#### ACTIVITY
From the line containing "For each instance, a" to the last line of the data, both included, transcribe each line exactly, leaving out pictures and adding nothing.

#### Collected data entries
━━━━━━━━
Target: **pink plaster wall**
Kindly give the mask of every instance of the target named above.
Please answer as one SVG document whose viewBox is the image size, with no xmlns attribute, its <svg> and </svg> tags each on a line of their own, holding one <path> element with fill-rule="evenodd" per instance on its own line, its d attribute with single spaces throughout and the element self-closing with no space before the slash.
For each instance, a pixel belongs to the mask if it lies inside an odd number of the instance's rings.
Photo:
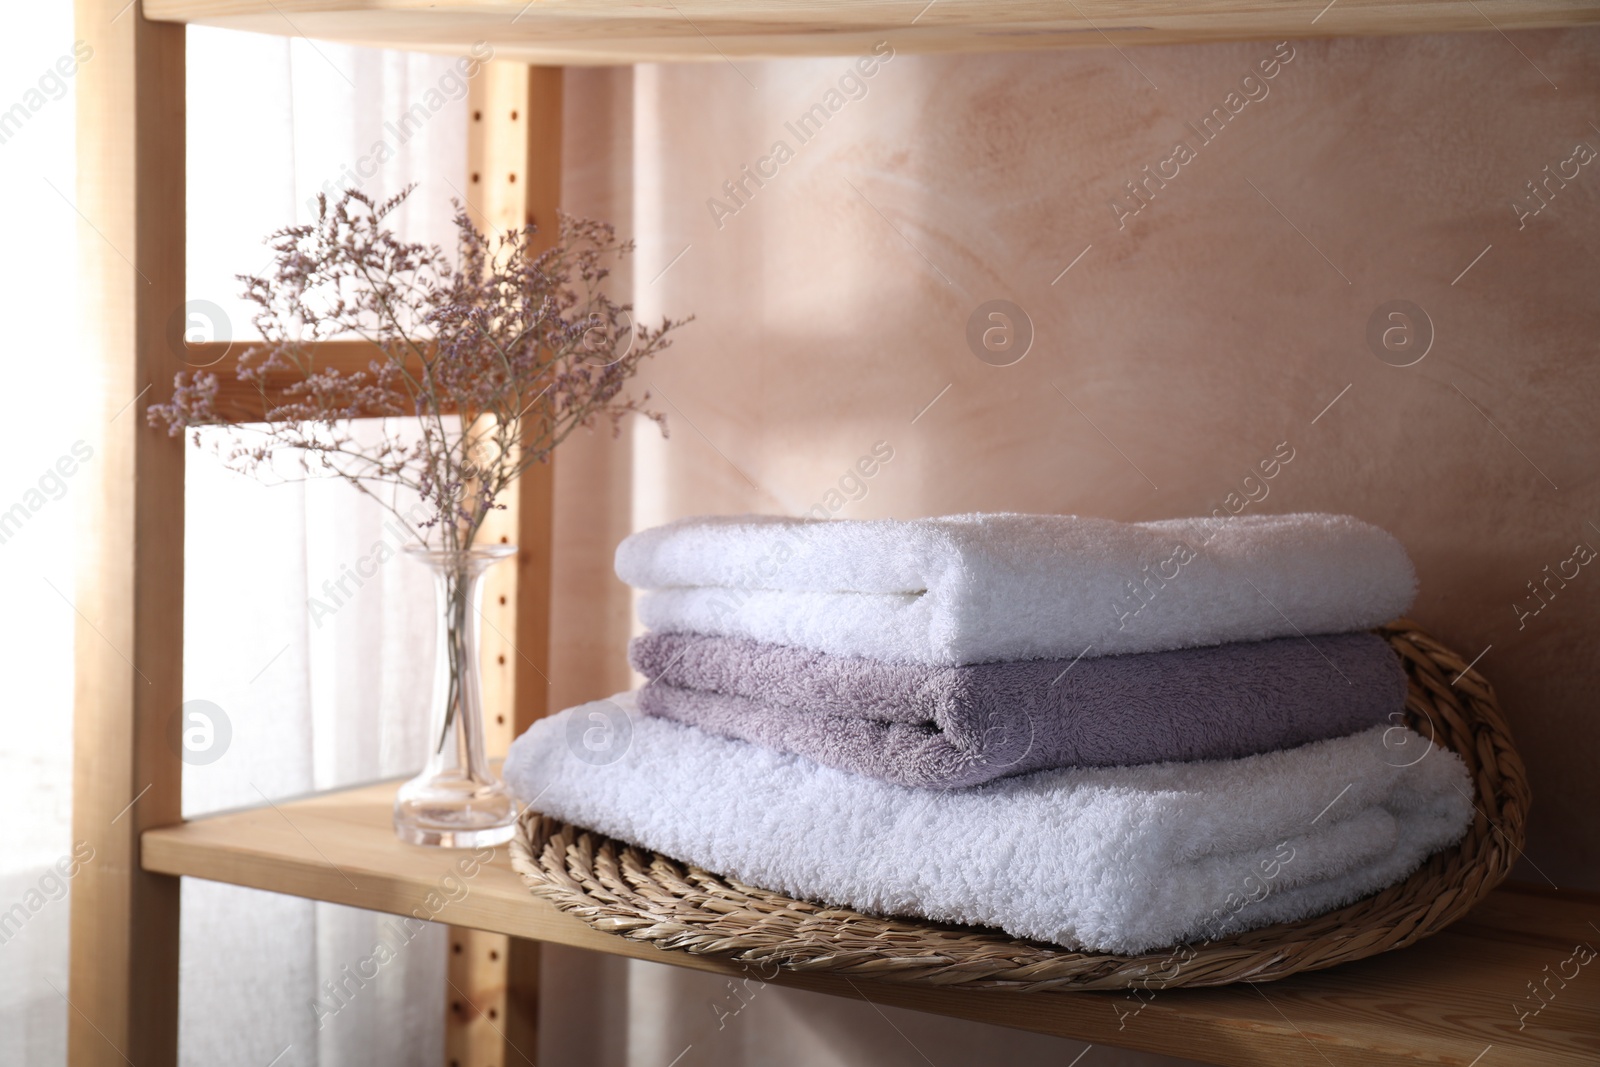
━━━━━━━━
#### WORKED SOLUTION
For each instance, a pixel belongs to the mask if it lies inside an odd number of the instance's rings.
Photo:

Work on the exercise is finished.